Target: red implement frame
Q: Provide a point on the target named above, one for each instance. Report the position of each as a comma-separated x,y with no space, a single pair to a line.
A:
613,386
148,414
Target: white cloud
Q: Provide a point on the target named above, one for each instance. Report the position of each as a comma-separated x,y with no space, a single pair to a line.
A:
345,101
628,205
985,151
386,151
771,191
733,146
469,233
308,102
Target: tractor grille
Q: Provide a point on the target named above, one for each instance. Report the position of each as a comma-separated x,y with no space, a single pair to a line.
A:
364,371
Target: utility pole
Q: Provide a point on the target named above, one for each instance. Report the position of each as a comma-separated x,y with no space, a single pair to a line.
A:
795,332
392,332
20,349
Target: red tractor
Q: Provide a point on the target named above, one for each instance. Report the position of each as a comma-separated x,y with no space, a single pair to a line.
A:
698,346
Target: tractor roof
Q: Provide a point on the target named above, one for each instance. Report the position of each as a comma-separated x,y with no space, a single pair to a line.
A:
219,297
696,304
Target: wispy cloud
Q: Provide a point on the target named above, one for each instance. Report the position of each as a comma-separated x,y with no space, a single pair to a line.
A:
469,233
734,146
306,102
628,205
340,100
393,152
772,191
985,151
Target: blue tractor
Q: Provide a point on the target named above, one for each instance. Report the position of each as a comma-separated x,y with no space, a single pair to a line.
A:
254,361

## Exercise requirements
Copy out each line of the records where the word "tractor" appears.

## Solution
Target: tractor grille
Target: red tractor
Target: tractor roof
Target: blue tractor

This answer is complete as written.